YOUR TASK: Please update all the entries below by changing each "named phrase" to "given label" and leaving every other part unchanged.

<<<<

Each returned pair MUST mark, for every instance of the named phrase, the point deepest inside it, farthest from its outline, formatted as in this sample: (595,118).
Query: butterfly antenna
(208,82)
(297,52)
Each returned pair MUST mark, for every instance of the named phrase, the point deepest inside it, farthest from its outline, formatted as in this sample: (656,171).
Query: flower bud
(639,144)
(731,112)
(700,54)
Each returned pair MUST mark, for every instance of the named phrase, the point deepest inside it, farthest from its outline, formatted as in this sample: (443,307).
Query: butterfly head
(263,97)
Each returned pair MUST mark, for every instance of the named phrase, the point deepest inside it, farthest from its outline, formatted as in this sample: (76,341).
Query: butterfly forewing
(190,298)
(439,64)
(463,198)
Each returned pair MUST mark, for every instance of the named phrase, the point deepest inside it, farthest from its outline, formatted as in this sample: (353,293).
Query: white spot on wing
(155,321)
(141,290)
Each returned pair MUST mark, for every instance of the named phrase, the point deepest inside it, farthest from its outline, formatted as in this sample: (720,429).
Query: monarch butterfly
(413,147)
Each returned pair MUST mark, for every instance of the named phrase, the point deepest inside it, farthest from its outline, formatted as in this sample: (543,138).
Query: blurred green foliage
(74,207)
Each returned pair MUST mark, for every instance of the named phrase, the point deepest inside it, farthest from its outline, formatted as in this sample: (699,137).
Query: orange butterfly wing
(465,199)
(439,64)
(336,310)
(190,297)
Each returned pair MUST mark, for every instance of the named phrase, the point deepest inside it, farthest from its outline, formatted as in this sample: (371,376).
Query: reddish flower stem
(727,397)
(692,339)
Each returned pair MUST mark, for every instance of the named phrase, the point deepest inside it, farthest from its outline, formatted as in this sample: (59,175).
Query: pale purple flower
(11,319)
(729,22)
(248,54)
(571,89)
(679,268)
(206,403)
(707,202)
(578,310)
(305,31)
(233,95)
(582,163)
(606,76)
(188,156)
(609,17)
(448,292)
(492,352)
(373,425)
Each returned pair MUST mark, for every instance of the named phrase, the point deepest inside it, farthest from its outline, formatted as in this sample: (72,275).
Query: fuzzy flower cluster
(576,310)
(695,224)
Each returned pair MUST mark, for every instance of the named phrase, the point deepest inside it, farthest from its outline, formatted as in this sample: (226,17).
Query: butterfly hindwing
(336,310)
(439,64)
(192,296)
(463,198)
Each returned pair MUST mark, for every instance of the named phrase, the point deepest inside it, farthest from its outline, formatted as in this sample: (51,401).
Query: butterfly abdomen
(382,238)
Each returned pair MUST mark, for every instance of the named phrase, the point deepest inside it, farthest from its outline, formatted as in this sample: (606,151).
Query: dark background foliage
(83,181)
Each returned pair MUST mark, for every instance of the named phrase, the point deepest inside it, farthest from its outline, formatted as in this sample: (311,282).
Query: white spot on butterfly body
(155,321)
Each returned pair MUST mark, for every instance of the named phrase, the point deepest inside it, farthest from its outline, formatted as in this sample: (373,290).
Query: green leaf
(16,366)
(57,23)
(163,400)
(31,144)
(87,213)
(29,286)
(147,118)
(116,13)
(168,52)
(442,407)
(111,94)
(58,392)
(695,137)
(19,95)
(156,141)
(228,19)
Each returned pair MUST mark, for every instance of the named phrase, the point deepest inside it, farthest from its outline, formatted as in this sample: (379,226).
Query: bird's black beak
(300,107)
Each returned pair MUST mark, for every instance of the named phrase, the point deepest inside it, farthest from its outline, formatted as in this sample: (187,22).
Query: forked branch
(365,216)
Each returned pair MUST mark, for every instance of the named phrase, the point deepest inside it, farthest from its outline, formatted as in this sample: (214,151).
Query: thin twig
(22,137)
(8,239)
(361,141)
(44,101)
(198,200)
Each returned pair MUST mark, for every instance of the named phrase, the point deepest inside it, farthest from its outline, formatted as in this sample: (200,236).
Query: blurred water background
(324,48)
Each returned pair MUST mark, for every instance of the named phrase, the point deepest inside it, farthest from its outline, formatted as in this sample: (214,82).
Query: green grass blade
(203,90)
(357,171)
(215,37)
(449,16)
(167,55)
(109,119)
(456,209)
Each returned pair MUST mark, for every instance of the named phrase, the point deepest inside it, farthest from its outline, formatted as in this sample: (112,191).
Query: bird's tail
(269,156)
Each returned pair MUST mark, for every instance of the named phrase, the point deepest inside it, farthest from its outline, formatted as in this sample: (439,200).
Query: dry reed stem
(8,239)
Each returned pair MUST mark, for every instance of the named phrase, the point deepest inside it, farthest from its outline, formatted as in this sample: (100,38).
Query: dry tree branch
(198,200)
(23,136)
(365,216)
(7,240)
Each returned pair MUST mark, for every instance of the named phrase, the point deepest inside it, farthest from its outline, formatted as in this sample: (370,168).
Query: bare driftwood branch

>>>>

OUTPUT FOR THIS TASK:
Each returned pair MUST mark, for every instance of the given label, the point deepest inside it, farthest from its outline, formatted as in this sample: (595,118).
Query: butterfly antenna
(208,82)
(297,52)
Each returned pair MUST mark, for every instance of the given label, the point deepest inside it, farthest from its outline, formatted as in this sample: (656,171).
Query: flower bud
(639,144)
(731,112)
(700,54)
Each returned pair MUST mark, for every instance of the given label, the point deepest inside it, farthest from its outline, formatted as in this sample: (443,307).
Query: butterfly head
(263,97)
Each returned pair MUST mark, for every instance of the given label, the point deepest inside it, farthest from its outline, formatted as in this sample: (76,341).
Query: butterfly forewing
(190,298)
(439,64)
(463,198)
Each returned pair MUST mark, for every instance of the given label, the point deepest inside it, farthest from its outline, formatted as in this sample: (353,293).
Query: white spot on wing
(155,321)
(141,290)
Each returned pair MUST mark, for every instance of the given label, the point deepest inside it, farthest from its outline, formatted as in this sample: (720,429).
Query: monarch butterfly
(413,147)
Each returned pair MUST mark, for every instance of the given label, the point deepest inside it, farthest from its outline, formatted as in this sample: (543,138).
Query: blurred green foliage
(74,207)
Each returned pair MUST mark, for every instance of the given label, the point deepest inside it, farthest from its outline, formatted as in this sample: (699,137).
Query: orange butterfly wing
(465,199)
(439,64)
(336,310)
(190,297)
Each returned pair MUST mark, for every instance of the given label, the point deepest inside it, farthest from its outline, formatted as in this sample: (371,376).
Query: reddish flower stem
(727,397)
(692,339)
Each returned pair MUST mark, for every instance of the given label, the point deepest inside it, farthest from its outline, formatted as in this sample: (59,175).
Query: pale purple flower
(11,319)
(729,22)
(248,54)
(571,89)
(679,268)
(206,403)
(707,202)
(578,310)
(305,31)
(233,95)
(582,163)
(606,76)
(188,156)
(609,17)
(448,292)
(492,352)
(373,425)
Each returned pair MUST mark, for every instance of the given label, the point deepest inside it, farthest from its outline, formatted as in this sample: (72,275).
Query: fuzzy flower cluster
(576,310)
(695,224)
Each returned pair MUST mark, for every instance of the given label, the point deepest inside it, farthest from its outline, formatted as in this sample: (226,17).
Query: butterfly hindwing
(336,310)
(439,64)
(192,296)
(463,198)
Each returned pair MUST mark, for every instance of the given label, the point deepest inside it, farthest from its outline, formatted as in this sample: (51,401).
Query: butterfly abdomen
(382,238)
Each returned pair MUST mark, for every instance of the given label, the point deepest inside it, farthest from its outline, formatted as in this sample: (606,151).
Query: dark background foliage
(83,181)
Each returned pair MUST mark, for every instance of the given label, the point deepest inside it, farthest from its outline, formatted as in this sample: (311,282).
Query: white spot on butterfly body
(155,321)
Each returned pair MUST mark, for every instance of the given label, the point deepest inside it, farthest from its outline, formatted as in this sample: (373,290).
Query: green leaf
(16,366)
(57,23)
(163,400)
(31,144)
(87,213)
(29,286)
(147,118)
(116,13)
(168,52)
(442,407)
(111,94)
(58,392)
(695,137)
(19,95)
(156,141)
(228,19)
Each returned pair MUST mark, for every instance of the given label, the point deepest inside it, farthest from its outline, formatted as in this sample: (379,226).
Query: bird's black beak
(300,107)
Each returned pair MUST mark, for every instance of the given label, the point deepest inside it, farthest from its outline, formatted as in this sample: (187,22).
Query: forked branch
(365,216)
Each returned pair MUST mark, for every instance of the given label, the point deepest inside it, farthest from its outline, formatted as in this sample: (214,151).
Query: thin twig
(22,137)
(8,239)
(361,141)
(44,101)
(198,200)
Each returned pair MUST mark, for every instance of the given label, the point deepest inside it, farthest from its outline, formatted as in this sample: (200,236).
Query: blurred water background
(324,48)
Each returned pair MUST mark, for every instance of the given label, the point deepest inside it, farthest from its outline, formatted as in this sample: (214,82).
Query: green grass blade
(203,90)
(357,171)
(215,37)
(449,16)
(167,55)
(109,119)
(456,209)
Each returned pair MUST mark, for every instance of the given label, the point deepest inside it, farthest from its outline, formatted as in this sample: (112,191).
Query: bird's tail
(269,156)
Each returned pair MUST mark, for every instance of the given label, the point deepest inside it, farthest from its outline, formatted as in this sample: (439,200).
Query: dry reed stem
(8,239)
Each returned pair MUST mark, for every instance of the given label, the point deepest inside it, farthest from its outline, formatted as in this sample: (100,38).
Query: dry tree branch
(198,200)
(23,136)
(365,216)
(7,240)
Each returned pair MUST mark, for every instance of the given label, the point deepest inside it, farthest from its outline, formatted as in this sample: (370,168).
Query: bare driftwood branch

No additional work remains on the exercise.